GIVEN REQUEST >> Take the lines starting with the one containing "segment **domed roof**, each instance" and going on through the one containing "POLYGON ((264 102, 269", and write them out again with "ring rule" switched to "fill rule" and nothing else changed.

*** PROVIDED DATA ***

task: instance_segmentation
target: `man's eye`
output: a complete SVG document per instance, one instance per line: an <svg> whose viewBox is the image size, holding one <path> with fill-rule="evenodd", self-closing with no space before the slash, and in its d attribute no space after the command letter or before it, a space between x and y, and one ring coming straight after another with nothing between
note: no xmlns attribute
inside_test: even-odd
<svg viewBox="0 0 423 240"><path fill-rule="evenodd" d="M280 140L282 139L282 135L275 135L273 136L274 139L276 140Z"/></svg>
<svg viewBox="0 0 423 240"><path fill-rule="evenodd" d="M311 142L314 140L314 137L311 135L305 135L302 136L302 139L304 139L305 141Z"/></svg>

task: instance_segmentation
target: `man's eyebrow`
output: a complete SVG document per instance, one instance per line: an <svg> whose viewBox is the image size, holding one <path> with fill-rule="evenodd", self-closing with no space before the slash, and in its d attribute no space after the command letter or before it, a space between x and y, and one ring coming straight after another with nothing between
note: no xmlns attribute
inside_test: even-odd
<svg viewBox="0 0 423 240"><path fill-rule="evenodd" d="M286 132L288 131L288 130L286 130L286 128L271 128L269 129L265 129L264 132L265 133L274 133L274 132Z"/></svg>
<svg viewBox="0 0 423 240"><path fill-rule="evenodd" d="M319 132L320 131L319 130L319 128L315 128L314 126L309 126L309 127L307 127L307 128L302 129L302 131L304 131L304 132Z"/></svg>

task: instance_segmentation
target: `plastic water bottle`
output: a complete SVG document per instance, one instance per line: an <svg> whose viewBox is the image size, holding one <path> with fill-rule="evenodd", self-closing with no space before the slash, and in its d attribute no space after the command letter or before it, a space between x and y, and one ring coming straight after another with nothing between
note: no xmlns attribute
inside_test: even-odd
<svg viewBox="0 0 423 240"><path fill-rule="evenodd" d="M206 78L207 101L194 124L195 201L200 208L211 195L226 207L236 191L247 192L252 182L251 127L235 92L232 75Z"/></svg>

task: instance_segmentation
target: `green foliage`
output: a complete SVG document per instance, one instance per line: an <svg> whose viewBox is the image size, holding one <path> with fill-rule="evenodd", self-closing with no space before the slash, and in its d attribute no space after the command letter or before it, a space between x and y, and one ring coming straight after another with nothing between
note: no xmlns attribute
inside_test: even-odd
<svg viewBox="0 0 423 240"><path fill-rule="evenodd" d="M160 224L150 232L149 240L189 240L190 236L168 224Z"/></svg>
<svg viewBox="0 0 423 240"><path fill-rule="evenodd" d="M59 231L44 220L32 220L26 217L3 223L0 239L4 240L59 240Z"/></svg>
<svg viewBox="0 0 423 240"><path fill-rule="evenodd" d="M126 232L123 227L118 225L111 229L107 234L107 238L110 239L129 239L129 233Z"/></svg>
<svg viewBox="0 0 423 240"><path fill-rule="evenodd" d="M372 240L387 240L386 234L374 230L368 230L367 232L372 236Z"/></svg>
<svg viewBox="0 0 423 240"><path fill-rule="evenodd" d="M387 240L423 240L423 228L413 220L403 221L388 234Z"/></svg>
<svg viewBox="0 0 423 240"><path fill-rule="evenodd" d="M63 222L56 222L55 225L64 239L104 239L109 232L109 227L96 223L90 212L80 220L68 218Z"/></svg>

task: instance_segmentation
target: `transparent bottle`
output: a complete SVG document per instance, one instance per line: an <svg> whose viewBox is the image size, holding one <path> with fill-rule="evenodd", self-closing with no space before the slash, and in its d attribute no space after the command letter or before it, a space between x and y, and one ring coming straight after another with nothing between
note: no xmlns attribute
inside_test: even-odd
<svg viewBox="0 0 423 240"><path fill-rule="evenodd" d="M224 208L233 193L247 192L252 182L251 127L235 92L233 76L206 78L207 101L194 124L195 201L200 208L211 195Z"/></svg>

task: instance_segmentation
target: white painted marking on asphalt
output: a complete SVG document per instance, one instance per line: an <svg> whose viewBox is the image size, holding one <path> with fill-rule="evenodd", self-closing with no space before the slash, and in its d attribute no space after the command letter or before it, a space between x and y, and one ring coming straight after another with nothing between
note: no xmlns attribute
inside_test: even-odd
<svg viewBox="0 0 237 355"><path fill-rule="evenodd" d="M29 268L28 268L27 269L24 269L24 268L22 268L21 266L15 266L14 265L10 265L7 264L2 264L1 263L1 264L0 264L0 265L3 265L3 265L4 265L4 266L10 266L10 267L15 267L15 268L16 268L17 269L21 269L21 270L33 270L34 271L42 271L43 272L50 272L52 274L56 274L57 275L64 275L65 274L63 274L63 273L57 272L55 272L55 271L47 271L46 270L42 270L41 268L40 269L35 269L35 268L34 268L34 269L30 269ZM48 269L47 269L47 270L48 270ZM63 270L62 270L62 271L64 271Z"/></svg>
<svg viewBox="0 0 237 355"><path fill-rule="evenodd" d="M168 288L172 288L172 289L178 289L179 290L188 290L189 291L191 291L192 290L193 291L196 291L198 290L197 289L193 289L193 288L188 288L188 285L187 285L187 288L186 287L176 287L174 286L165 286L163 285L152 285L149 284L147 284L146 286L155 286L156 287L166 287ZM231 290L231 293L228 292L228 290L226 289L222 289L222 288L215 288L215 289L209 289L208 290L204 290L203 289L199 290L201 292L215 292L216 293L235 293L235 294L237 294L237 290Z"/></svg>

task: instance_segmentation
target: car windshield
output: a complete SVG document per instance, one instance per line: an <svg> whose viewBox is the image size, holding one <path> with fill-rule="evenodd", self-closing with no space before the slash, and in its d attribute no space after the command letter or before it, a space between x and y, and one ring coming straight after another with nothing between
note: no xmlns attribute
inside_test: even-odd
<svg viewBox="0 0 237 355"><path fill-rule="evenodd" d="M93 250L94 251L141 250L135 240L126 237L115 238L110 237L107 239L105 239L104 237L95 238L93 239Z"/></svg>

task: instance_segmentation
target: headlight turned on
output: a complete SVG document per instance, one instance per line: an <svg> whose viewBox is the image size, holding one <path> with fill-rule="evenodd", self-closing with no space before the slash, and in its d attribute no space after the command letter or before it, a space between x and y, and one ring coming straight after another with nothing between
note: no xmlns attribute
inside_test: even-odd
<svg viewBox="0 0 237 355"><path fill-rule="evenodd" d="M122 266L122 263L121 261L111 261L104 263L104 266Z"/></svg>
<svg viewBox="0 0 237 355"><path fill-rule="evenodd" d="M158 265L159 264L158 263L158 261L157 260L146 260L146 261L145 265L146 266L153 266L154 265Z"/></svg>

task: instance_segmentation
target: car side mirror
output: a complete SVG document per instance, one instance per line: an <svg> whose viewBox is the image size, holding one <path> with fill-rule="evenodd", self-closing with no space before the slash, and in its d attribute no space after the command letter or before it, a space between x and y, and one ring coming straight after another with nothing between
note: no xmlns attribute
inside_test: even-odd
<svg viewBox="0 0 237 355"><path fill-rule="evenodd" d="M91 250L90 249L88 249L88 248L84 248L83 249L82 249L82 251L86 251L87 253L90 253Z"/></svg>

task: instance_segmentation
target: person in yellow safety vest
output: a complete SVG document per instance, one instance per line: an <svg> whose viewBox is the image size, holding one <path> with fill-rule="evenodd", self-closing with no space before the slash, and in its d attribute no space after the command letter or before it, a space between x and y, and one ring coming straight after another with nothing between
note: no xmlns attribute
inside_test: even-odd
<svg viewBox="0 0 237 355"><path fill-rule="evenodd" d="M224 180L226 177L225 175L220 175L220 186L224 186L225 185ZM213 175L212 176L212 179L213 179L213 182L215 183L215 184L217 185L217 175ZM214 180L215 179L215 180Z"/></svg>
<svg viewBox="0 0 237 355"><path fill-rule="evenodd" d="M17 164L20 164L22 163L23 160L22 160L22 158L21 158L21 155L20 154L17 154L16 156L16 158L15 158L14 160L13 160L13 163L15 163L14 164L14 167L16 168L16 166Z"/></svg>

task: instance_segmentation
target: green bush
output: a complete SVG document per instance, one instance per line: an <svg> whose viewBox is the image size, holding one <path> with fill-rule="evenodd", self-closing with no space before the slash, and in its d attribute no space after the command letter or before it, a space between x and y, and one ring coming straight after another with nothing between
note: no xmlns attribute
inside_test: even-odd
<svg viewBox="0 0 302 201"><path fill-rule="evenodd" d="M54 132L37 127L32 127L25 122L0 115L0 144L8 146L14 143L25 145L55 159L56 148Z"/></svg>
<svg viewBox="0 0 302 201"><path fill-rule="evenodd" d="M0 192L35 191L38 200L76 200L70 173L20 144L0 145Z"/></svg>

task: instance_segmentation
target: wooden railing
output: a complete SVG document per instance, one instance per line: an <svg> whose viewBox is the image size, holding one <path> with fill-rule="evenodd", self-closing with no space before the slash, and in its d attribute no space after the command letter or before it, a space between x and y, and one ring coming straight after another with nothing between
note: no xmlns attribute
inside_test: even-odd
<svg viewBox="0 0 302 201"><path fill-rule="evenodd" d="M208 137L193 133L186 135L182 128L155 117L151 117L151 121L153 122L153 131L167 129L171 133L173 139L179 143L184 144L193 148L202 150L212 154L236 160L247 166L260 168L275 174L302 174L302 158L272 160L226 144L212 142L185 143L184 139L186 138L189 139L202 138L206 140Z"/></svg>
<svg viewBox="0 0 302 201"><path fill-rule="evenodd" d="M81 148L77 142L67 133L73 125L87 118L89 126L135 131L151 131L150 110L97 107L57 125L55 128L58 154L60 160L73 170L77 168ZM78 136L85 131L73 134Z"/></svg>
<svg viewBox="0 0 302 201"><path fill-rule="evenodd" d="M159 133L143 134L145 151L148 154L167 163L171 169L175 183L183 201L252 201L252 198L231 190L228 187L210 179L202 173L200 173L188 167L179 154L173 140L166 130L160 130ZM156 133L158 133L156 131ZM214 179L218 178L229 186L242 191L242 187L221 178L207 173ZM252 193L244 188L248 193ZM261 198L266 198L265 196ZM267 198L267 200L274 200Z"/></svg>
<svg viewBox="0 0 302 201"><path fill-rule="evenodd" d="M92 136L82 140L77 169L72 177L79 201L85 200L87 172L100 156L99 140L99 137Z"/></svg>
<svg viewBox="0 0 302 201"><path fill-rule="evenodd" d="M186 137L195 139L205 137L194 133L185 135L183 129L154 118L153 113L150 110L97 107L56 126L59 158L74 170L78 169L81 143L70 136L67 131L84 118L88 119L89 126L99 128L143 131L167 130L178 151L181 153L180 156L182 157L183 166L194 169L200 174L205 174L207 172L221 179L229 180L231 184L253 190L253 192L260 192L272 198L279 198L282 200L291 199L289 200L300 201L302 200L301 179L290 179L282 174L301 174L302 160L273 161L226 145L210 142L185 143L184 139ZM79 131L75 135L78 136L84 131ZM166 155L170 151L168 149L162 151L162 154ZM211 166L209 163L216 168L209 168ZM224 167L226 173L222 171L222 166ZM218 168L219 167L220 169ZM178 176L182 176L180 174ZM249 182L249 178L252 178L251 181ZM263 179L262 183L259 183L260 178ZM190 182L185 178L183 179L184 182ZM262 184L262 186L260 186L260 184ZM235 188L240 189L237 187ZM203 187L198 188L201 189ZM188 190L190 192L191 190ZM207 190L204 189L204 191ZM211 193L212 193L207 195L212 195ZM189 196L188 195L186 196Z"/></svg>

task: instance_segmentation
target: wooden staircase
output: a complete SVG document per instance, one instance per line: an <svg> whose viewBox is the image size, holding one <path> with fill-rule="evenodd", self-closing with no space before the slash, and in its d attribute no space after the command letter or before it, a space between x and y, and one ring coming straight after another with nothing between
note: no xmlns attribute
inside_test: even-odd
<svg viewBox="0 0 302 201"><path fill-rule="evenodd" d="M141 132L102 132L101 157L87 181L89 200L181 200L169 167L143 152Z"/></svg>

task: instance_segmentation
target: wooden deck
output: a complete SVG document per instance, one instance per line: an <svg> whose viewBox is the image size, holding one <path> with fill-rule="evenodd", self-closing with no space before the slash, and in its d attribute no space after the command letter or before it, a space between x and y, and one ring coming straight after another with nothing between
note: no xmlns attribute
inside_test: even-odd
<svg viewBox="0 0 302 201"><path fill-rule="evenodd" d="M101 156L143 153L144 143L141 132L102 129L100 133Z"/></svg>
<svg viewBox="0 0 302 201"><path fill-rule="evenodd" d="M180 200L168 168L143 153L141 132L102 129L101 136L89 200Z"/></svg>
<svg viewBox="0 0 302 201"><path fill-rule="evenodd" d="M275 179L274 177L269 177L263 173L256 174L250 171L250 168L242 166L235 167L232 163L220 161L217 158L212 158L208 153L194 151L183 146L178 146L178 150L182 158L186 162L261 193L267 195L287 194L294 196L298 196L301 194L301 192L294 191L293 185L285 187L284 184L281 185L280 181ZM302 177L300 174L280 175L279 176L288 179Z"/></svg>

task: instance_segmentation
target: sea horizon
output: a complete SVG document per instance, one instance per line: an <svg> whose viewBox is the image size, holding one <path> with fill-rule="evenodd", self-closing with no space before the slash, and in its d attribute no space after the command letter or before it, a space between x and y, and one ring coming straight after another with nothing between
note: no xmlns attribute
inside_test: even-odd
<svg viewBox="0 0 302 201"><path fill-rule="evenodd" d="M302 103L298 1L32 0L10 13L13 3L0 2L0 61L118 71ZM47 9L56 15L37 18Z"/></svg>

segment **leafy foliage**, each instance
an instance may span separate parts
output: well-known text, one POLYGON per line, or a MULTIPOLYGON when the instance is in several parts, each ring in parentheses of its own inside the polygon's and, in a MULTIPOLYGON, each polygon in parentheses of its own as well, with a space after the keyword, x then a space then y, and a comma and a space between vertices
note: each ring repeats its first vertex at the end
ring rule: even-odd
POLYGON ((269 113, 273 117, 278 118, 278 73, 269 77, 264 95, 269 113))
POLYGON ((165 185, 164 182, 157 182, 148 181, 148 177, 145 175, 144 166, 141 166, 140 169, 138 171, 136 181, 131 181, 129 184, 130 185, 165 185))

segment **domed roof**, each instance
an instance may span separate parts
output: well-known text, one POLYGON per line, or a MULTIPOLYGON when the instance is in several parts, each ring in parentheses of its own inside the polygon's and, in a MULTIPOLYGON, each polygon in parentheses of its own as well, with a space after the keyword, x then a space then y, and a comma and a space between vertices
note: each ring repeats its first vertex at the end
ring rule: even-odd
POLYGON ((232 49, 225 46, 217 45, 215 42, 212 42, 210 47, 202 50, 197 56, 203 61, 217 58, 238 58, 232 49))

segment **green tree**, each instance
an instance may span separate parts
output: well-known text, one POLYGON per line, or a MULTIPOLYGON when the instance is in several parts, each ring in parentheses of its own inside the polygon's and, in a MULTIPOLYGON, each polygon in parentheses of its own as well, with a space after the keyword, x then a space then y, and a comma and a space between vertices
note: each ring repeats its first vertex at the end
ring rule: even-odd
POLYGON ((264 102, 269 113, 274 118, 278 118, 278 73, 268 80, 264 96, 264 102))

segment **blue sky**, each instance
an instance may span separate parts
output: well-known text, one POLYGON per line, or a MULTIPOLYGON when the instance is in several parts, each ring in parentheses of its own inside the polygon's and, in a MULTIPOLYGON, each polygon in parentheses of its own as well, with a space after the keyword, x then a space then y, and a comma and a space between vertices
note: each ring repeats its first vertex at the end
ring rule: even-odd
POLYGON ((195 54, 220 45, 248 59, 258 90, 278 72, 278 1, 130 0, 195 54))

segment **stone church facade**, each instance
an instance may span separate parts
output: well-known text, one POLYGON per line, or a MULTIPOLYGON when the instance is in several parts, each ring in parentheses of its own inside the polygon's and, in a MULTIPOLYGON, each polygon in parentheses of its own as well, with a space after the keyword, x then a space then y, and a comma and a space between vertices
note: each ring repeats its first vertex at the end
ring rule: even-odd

***

REPLY TO THE EXERCISE >>
segment **domed roof**, each instance
an instance may span separate parts
output: well-known text, one POLYGON per line, or a MULTIPOLYGON when the instance is in several parts, each ring in parentheses of its own inside the polygon's and, in a MULTIPOLYGON, each polygon in parentheses of its own as well, with a space after the keyword, x then a space then y, and a comma and a space between vertices
note: each ring repeats its first vertex at the end
fill rule: even-odd
POLYGON ((232 49, 225 46, 217 45, 215 42, 212 42, 210 47, 202 50, 197 56, 203 61, 217 58, 238 58, 232 49))

segment **green tree**, each instance
an instance may span separate parts
output: well-known text, one POLYGON per line, or a MULTIPOLYGON when the instance is in several parts, each ring in parentheses of its own inside the polygon's and, in a MULTIPOLYGON, each polygon in parentheses of its own as well, with a space after the keyword, x then a space then y, and a comma and a space between vertices
note: each ring repeats its first vertex at the end
fill rule: even-odd
POLYGON ((264 102, 269 113, 274 118, 278 118, 278 73, 268 80, 264 96, 264 102))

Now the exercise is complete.